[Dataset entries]
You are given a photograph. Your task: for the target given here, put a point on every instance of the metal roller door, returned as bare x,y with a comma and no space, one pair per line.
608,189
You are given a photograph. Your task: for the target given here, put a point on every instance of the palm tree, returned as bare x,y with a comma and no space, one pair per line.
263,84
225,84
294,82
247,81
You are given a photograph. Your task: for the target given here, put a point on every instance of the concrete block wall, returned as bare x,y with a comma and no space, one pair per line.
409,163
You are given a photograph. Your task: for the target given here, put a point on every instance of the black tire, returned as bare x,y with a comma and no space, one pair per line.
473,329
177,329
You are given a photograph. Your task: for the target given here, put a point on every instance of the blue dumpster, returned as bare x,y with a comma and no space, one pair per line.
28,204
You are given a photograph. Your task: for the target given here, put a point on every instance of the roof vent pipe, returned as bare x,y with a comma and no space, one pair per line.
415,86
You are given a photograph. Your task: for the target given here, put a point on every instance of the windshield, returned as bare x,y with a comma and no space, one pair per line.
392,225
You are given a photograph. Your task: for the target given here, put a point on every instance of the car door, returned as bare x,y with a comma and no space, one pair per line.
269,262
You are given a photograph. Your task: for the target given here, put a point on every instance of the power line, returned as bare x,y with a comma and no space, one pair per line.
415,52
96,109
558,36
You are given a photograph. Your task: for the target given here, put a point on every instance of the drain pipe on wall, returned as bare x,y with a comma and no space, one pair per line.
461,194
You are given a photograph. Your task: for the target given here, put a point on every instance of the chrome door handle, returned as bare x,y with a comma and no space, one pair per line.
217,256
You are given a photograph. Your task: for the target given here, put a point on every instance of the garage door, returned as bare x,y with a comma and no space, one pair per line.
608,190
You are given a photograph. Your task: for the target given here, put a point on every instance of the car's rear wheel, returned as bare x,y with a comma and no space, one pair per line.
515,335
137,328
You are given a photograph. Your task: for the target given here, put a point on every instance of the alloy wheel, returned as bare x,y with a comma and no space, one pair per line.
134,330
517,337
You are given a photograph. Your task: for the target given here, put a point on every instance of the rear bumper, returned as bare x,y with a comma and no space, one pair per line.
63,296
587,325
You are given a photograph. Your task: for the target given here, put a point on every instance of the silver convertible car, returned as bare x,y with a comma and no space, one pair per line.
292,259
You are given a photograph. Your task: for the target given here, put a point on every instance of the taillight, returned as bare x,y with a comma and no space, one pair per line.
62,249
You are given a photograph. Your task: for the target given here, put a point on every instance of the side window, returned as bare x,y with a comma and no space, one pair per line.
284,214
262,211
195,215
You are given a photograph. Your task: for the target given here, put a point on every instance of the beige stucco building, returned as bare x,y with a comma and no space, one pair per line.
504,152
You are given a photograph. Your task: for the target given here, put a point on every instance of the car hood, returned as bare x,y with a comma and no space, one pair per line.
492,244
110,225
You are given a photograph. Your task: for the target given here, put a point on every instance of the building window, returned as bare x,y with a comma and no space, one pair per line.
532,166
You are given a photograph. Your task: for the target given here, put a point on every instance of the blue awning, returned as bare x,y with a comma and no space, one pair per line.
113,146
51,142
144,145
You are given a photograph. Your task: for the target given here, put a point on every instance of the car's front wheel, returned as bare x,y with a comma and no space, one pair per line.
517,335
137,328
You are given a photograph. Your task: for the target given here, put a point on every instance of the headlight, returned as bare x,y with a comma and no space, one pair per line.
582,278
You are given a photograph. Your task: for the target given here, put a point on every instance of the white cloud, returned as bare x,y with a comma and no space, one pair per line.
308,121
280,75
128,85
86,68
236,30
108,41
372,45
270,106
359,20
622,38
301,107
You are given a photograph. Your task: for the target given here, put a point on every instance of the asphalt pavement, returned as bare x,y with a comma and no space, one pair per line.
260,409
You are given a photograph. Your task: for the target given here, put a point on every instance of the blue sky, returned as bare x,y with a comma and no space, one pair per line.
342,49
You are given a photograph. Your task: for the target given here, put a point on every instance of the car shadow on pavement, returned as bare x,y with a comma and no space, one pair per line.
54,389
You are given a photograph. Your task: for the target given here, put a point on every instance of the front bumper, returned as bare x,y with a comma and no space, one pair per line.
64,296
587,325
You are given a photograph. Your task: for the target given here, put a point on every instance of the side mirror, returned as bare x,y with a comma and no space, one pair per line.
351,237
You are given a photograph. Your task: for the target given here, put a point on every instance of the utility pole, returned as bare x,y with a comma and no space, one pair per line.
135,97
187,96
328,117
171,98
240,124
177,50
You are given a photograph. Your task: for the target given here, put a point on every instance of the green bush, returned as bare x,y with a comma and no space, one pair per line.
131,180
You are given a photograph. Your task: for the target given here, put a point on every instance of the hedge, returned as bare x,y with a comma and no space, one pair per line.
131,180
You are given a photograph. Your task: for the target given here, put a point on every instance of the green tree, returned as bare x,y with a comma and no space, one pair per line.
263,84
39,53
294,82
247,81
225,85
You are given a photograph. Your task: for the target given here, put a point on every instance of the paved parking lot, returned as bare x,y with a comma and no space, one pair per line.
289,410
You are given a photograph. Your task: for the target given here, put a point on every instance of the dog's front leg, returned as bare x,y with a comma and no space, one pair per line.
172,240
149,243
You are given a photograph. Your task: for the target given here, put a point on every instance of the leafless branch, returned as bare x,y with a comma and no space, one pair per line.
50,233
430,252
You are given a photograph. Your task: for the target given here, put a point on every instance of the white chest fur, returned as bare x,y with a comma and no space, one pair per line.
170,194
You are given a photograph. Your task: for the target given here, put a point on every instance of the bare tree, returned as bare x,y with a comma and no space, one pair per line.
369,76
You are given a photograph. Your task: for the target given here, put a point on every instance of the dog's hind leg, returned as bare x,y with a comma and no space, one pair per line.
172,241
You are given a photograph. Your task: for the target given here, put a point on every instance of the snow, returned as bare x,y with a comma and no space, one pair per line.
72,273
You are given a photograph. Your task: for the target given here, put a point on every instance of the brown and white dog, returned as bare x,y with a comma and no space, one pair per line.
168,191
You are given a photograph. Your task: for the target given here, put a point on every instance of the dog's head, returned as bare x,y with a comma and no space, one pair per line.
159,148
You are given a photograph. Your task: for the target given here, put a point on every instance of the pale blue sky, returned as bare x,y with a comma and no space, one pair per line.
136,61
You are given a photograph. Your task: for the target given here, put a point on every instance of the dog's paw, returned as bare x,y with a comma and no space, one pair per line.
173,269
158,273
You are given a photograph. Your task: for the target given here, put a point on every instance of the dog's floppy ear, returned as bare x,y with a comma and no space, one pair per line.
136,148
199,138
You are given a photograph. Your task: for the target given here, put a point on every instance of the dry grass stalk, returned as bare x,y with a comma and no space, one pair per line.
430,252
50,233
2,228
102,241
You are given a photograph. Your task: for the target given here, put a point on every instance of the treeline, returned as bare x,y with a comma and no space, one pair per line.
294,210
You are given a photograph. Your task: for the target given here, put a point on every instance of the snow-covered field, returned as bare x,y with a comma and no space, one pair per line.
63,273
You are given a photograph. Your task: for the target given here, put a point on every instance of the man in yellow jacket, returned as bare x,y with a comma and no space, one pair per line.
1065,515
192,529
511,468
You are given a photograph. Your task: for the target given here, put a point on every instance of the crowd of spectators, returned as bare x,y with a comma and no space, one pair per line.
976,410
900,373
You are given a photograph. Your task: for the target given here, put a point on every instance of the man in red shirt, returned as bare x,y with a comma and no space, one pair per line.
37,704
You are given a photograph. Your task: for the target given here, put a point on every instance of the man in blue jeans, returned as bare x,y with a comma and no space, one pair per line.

» **Problem to solve**:
Exact repetition of every record is required.

» **Your response**:
You are given a photograph. Your task: for the target given here, put a point on every instance of the metal roller door, returned as bare x,y with a comma and no space, one pair per line.
608,189
You are given a photograph. Your task: for the target given here, put a point on every instance of the palm tree, returned as bare x,y with a comma and no space, one pair per line.
263,84
225,84
294,82
247,81
You are given a photograph. Your task: for the target given here, put a point on every instance of the concrete block wall, returned as bare x,y with a comma and no space, one pair per line.
409,163
You are given a photograph. Your task: for the target given here, put a point on every instance of the black tire, returned as bare x,y with a comma and no space, one pair per line.
473,329
177,329
You are given a photograph. Your task: for the target given here, put a point on every instance of the blue dumpster, returned as bare x,y with a comma and no space, one pair per line.
28,204
You are given a photograph. Your task: for the target given here, put a point on every instance of the roof vent pipe, returned as bare x,y with a comma and no space, one pair per line.
415,86
You are given a photograph. Your task: for the target given here, put a point on every instance of the windshield, returned as bare x,y with a comma and no space, one pair per line.
392,225
You are given a photograph. Your task: for the target given here, put a point on every instance of the car door, returned as bare x,y with a comma and no space, one pair per line.
269,262
You are given a photograph. Your task: for the target given here, put a point on every instance of the power line, returned as bare x,y with a comma and no space, one pair per line.
415,52
96,109
558,36
You are given a photograph. Your task: for the target given here, put a point on every instance of the drain pipe on wall, returned as bare x,y with a comma and no space, one pair per line.
461,194
You are given a photograph. Your task: for the target given here, put a point on every instance of the chrome door handle, returned as bare x,y with a comma and no space, one pair per line.
217,256
You are given a photograph. Your task: for the target given here, put a point on every instance of the garage door, returned as bare x,y with a comma and no space, one pair per line.
608,190
You are given a photograph. Your task: for the target given here, put a point on every instance of the car's rear wheel, returned as bare x,y with a comma and no space, one pair per line.
515,335
137,328
You are given a photograph. Your task: for the target given here, put a point on every instance of the alloy wheel, returned as bare x,y with a comma and no space, one pair per line.
134,330
517,337
You are given a photograph. Your task: for the target given here, put a point on every instance of the rear bumper, returned as bare x,y with a comma and no space, one pair per line.
63,296
587,325
You are given a photograph. Your task: for the target given here, put a point on every instance of the silver convertible car, returned as bare x,y with a comma and no space, one pair per line.
292,259
You are given a photograph. Your task: for the target given here, put a point on every instance of the taillight, returned as bare x,y with a comma and no space, one pair per line.
62,249
You are given a photograph. Your task: for the target given here, put a point on every instance of the side window, returned as bare x,y with a comma and no space, one pair per line.
284,214
262,211
195,215
You are given a photograph. Your task: for the target given here, put a point on every instance of the beige stucco building, returned as bare x,y with a comma and no space, one pair per line.
504,152
You are given a photograph. Your task: for the target given here, put a point on every instance of the car hood, returned as bare x,y with a comma and no space, one pair per line.
492,244
110,225
You are given a photograph. Your task: for the target given here, put a point on every instance of the building window, returned as bare x,y with a comma and no space, one pair per line.
532,166
You are given a photograph. Your task: for the target given here, put a point on every instance of the blue awning, returned as bare x,y with a comma and no space, one pair per line.
113,146
51,142
144,145
You are given a photograph. Your task: for the target given here, put a point on every instance of the car's front wheel, returned as bare x,y with a comma and no space, one pair per line.
517,335
137,328
You are given a photograph. Your task: for the target given here, put a point on every instance of the headlight, returned as bare x,y with a comma and no space, one pair per line.
582,278
You are given a photograph. Your task: for the target given here, put a point on every instance of the white cloud, returned as bare x,y with a comma and no space, one pair per line.
308,121
280,75
128,85
86,68
236,30
108,41
372,45
270,106
359,20
622,38
301,107
You are given a photograph. Your task: for the target given here, put a point on every instance of the asphalt pavement, returned as bare x,y with a comma and no space, one pair per line.
260,409
You are given a photograph. Your task: for the target given here, put a point on every instance of the blue sky, returned as bare x,y with a comma and no space, one pair per line.
342,49
You are given a photograph. Your task: for the target given here, put a point on every instance of the car shadow on pavement, returned as bare x,y with a comma and no space, one pair per line.
54,389
You are given a photograph. Your task: for the target given here, put a point on every instance of the front bumper, returned as bare x,y with a comma and no space, one pair per line.
64,296
587,325
You are given a photograph. Your task: for the target given here, put a point on every instance of the side mirror, returned as bare x,y with a comma and no space, one pair per line.
351,237
You are given a photograph. Your task: for the target given here, put a point on every instance of the utility pole, returned as bare x,y with a comma and no space, one pair per line.
135,97
187,96
328,117
171,98
240,124
177,50
You are given a photograph. Your task: for the target given here, put a point on every instance of the green bush, returned as bare x,y with a comma and no space, one pair per line.
131,180
You are given a photograph. Your task: for the target given here, put a point on every instance of the hedge, returned as bare x,y with a comma and no space, one pair per line.
131,180
You are given a photograph. Your task: for the target given here, put a point on every instance of the green tree, returned as bare x,y with a comma and no space, one pair per line.
263,84
39,53
294,82
247,81
225,85
You are given a photograph. Your task: for the target given here, put a point on every instance of the paved parking lot, returned as bare x,y with a comma and no space, one pair per line.
289,410
You are given a photograph. Your task: for the target given here, put a point on every instance of the dog's front leg, returned as bare x,y with a comma and no space, one pair per line.
172,240
149,243
You are given a photograph. Your task: for the target given here, put a point on every instance of the leafless branch, returned as bare x,y with a comma and no space, one pair per line.
50,233
430,252
You are given a photograph. Your task: for the target given here, put a point on every instance of the white chest fur, returned as bare x,y with a comma and no space, one pair per line.
170,194
You are given a photograph. Your task: for the target given here, put a point on every instance of the bare tree, returned as bare x,y with a comma and no space, one pair per line.
369,76
You are given a photograph. Your task: for the target given here, put a point on every instance of the dog's hind leg, returned as bare x,y with a comma and no space, one pair per line.
172,241
You are given a photograph. Your task: for the target given here, put a point on every instance of the snow, returned as bare x,y with a comma and no space, one pair per line.
72,273
You are given a photograph. Your task: for the target given here, put a point on every instance of the brown and white dog, returned as bare x,y with a comma and no space, one pair per line.
168,191
You are given a photograph. Your task: for the target given here, put a point on every instance of the dog's head, returned as bare x,y with a comma and no space, one pair per line.
159,148
You are given a photograph. Your task: for the target given here, put a point on every instance of the pale blue sky, returned as bare x,y with a comma and no space, one pair per line.
136,61
You are given a photograph. Your task: for the target given here, put a point on every instance of the dog's paw, returned as bare x,y with a comma and no space, one pair per line.
173,269
158,273
You are given a photograph. Your task: for the target given here, put a point on every instance of the dog's floppy ear, returned as bare x,y with a comma and no space, one pair per line.
136,148
199,138
You are given a photograph. Your task: for the target given here, put a point on every instance of the dry grass stalk, returned as bare x,y with a comma and no space, one pair per line.
430,252
50,233
2,228
102,241
You are given a photograph. Your task: for the target given here, put a point on every instance of the treeline, returned as bare x,y with a comma and no space, one pair per line.
294,210
You are given a photograph. Your task: for the target given here, put a point on every instance of the snow-covered field, returned as bare x,y with a comma and no space, one pair per line.
63,273
You are given a photograph. Your task: for the target given here, put a point on every instance of the man in yellow jacket, returned as bare x,y with a comma and no space, one pair per line.
1065,515
192,529
511,468
You are given a photograph. Your task: for the target given here, put a point on every instance of the crowd of spectators, returned as bare x,y with a comma and no space, one pair per line.
976,410
900,373
You are given a photograph. Your task: for the target given here, put a point on every instance of the man in red shirt, returned as bare x,y with a comma and no space, one pair per line.
37,704
You are given a photograph. Your task: for the target given here, put a point on every instance of the man in blue jeans, returned as bare x,y with a comma and no space, one pair per line.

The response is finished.